— Start of Recorded information —

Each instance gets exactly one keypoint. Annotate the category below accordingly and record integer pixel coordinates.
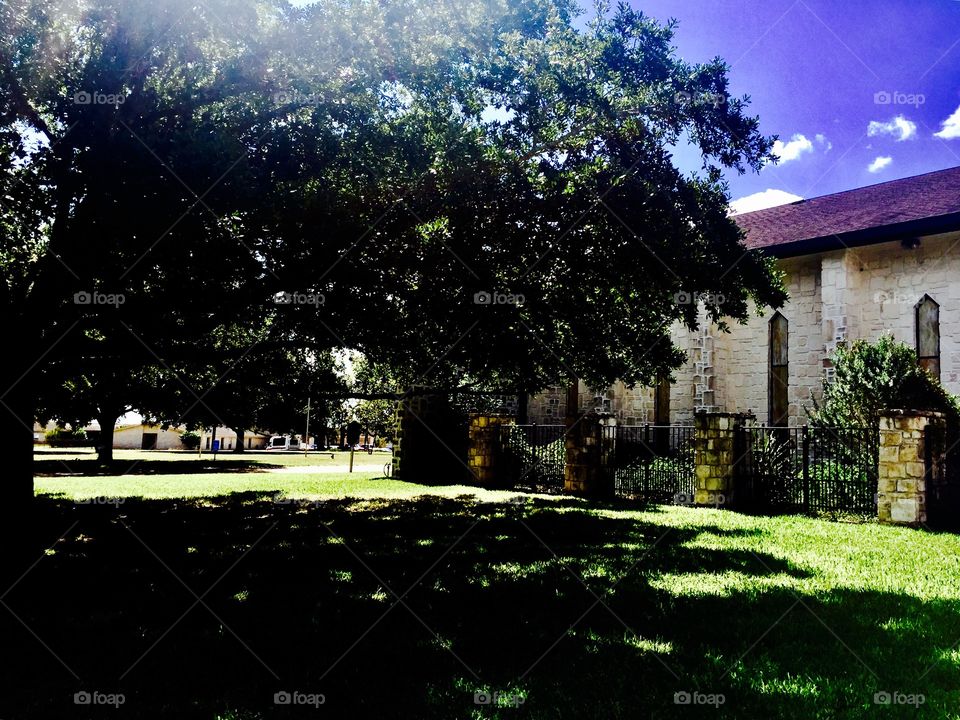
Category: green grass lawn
(582, 610)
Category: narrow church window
(779, 371)
(661, 401)
(928, 335)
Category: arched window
(928, 335)
(661, 401)
(779, 373)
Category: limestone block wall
(584, 471)
(838, 296)
(485, 450)
(742, 355)
(718, 457)
(894, 278)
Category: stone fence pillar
(911, 465)
(718, 454)
(587, 445)
(485, 456)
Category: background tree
(407, 161)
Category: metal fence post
(806, 469)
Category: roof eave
(869, 236)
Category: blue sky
(857, 90)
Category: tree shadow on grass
(585, 615)
(92, 467)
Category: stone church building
(879, 259)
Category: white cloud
(950, 129)
(879, 164)
(762, 200)
(899, 126)
(798, 145)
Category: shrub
(872, 377)
(190, 440)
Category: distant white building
(252, 440)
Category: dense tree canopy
(479, 192)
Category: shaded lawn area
(586, 611)
(49, 462)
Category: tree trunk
(19, 531)
(107, 423)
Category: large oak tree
(406, 161)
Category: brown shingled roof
(857, 216)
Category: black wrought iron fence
(534, 456)
(808, 469)
(654, 463)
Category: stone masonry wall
(903, 473)
(485, 451)
(718, 457)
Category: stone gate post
(911, 465)
(587, 448)
(718, 454)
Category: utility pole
(306, 437)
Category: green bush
(870, 378)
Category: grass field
(406, 600)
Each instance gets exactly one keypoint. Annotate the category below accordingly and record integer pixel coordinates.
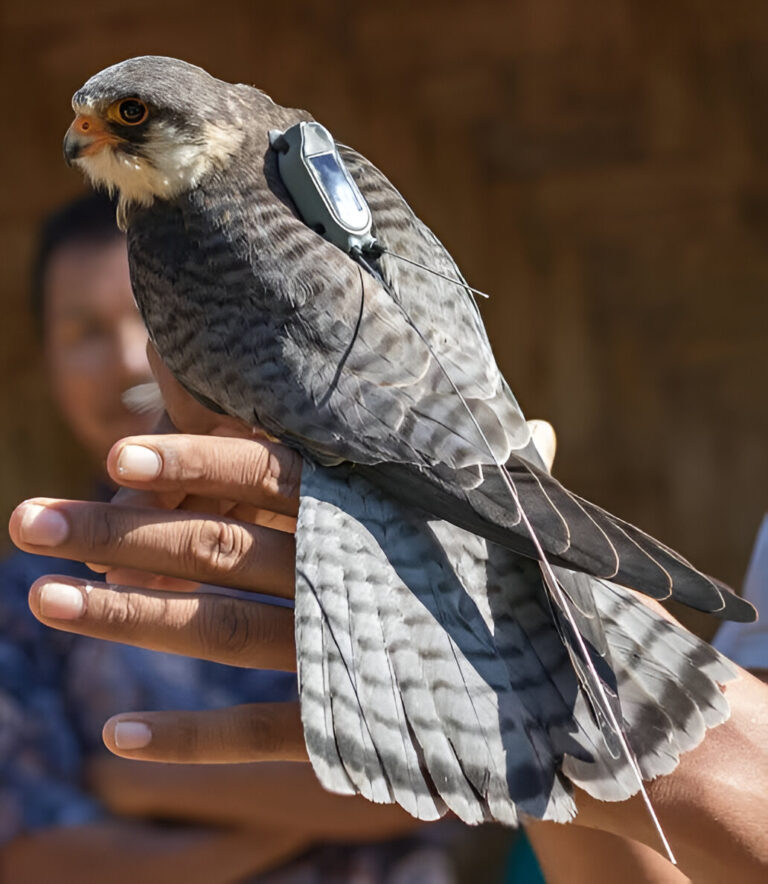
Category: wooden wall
(598, 165)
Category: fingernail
(132, 735)
(42, 526)
(138, 463)
(61, 601)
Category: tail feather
(433, 674)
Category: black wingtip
(735, 608)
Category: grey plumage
(435, 669)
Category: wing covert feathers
(432, 673)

— End of Recorded information —

_Problem description_
Rewrite all the items above, replacing "keypoint" with "point" and keeping everything else the same. Leave the pictures out of your answer.

_Result_
Each instance gets exactly one point. Annotate the category below accordingly and record integer pixel coordinates.
Category: green grass lawn
(582, 610)
Category: narrow church window
(779, 371)
(661, 401)
(928, 335)
Category: arched window
(928, 335)
(661, 401)
(779, 373)
Category: limestone block wall
(584, 471)
(838, 296)
(485, 450)
(742, 355)
(718, 457)
(894, 278)
Category: stone fence pillar
(911, 465)
(718, 454)
(587, 445)
(485, 456)
Category: background tree
(407, 161)
Category: metal fence post
(806, 469)
Category: roof eave
(869, 236)
Category: blue sky
(857, 90)
Category: tree shadow on grass
(585, 615)
(92, 467)
Category: stone church building
(879, 259)
Category: white cloud
(950, 129)
(879, 164)
(762, 200)
(899, 126)
(798, 145)
Category: shrub
(872, 377)
(190, 440)
Category: distant white building
(252, 440)
Category: dense tree canopy
(479, 192)
Category: shaded lawn area
(586, 611)
(49, 462)
Category: tree trunk
(19, 531)
(107, 423)
Category: large oak tree
(406, 161)
Category: brown shingled roof
(857, 216)
Category: black wrought iron fence
(534, 456)
(808, 469)
(654, 463)
Category: stone masonry wall
(903, 473)
(485, 451)
(718, 457)
Category: stone gate post
(911, 465)
(587, 448)
(718, 454)
Category: utility pole
(306, 437)
Category: green bush
(870, 378)
Category: grass field
(406, 600)
Each instance gets exactly one point. Annotate the category below accordingly and record integer pixel coordinates.
Category: wooden wall
(598, 165)
Category: fingernail
(132, 735)
(42, 526)
(138, 463)
(61, 601)
Category: tail feather
(433, 674)
Category: black wingtip
(735, 608)
Category: grey plumage
(435, 669)
Category: wing covert feathers
(432, 673)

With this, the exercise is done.